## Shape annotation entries
——————

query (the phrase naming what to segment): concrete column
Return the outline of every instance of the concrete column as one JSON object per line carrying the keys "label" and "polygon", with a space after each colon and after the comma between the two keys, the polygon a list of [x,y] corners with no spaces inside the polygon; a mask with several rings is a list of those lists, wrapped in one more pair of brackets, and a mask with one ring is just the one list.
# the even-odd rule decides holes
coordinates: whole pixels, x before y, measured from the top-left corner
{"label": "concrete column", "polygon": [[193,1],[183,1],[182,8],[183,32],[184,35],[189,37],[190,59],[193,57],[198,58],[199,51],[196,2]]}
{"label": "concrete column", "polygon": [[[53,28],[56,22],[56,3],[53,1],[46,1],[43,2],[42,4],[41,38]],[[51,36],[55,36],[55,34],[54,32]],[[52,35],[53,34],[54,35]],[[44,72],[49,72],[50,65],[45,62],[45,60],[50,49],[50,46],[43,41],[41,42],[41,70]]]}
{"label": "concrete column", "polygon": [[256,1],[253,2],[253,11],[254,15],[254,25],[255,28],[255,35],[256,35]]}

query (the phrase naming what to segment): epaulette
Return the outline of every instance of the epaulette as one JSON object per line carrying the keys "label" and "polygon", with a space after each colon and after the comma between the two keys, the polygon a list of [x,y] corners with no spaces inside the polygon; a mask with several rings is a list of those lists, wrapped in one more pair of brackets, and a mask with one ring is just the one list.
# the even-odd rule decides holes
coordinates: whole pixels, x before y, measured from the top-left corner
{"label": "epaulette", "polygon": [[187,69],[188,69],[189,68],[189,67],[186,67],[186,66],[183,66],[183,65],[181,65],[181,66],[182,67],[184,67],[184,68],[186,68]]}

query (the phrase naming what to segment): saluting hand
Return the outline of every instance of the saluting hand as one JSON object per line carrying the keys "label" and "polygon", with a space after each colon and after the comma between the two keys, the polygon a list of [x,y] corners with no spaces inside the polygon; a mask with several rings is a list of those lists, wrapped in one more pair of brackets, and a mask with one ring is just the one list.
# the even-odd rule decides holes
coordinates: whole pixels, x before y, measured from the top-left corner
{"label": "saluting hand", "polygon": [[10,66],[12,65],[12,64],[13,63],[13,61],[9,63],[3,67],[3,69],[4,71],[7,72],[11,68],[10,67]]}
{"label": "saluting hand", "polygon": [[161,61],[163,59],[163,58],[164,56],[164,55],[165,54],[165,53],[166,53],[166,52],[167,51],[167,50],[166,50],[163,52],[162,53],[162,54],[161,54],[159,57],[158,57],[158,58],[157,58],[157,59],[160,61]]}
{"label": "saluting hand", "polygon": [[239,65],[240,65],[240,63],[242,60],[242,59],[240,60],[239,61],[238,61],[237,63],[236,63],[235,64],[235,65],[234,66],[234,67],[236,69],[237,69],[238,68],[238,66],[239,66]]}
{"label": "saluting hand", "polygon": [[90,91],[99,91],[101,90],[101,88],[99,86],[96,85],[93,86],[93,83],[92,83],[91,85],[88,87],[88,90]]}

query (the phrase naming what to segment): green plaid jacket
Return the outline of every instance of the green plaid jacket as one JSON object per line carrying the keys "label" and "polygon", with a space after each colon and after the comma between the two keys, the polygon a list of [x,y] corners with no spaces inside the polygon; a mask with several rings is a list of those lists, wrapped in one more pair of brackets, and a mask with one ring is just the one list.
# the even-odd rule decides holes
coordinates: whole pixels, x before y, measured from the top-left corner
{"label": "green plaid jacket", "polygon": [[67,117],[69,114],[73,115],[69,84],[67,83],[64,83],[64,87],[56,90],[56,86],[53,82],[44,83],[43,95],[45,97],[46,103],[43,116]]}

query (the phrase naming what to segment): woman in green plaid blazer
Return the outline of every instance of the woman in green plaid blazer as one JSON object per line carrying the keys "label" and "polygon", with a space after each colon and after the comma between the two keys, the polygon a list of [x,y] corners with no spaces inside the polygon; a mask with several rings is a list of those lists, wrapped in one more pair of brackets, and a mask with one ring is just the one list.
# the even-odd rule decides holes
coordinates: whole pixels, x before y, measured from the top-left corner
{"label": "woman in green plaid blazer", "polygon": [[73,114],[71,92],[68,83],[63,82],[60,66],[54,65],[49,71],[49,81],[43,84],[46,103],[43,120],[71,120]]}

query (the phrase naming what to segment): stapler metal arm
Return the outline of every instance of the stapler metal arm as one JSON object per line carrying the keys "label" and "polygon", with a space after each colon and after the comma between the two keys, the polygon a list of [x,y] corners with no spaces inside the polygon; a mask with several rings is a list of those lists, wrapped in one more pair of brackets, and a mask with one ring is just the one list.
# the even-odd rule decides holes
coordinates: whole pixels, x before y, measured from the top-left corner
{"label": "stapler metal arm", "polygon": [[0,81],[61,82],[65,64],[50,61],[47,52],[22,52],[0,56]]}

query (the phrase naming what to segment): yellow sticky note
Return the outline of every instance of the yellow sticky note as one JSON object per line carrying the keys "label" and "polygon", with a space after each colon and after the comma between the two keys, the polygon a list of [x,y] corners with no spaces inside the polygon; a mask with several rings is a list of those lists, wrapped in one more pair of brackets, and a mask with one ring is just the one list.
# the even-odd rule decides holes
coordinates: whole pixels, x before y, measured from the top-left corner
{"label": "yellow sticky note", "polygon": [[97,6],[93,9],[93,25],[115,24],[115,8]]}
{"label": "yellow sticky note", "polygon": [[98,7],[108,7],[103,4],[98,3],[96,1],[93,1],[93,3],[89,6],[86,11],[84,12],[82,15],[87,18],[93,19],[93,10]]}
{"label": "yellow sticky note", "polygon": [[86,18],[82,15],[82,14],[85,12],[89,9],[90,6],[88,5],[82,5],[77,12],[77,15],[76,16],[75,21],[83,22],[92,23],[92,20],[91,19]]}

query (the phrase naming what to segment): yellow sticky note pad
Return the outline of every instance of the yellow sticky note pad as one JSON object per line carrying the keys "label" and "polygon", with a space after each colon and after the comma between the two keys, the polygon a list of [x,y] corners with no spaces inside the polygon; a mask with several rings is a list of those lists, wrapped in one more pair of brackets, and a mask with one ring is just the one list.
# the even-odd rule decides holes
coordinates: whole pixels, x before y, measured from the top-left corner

——————

## Exercise instructions
Take the entry lines from the one containing "segment): yellow sticky note pad" through the one containing "note pad as", and write them out again with "sticky note pad" swapped for "adhesive note pad", leaving everything else as it is.

## Task solution
query (the phrase naming what to segment): yellow adhesive note pad
Return the outline of every instance of the yellow adhesive note pad as one JSON object per line carrying the keys "label" and "polygon", with a space after each colon and after the comma between the two keys, the polygon a list of [x,y] corners with no spaces inside the polygon; a mask with several rings is a list of those lists, wrapped in one more pair of brackets, and a mask with one ring is just the one list.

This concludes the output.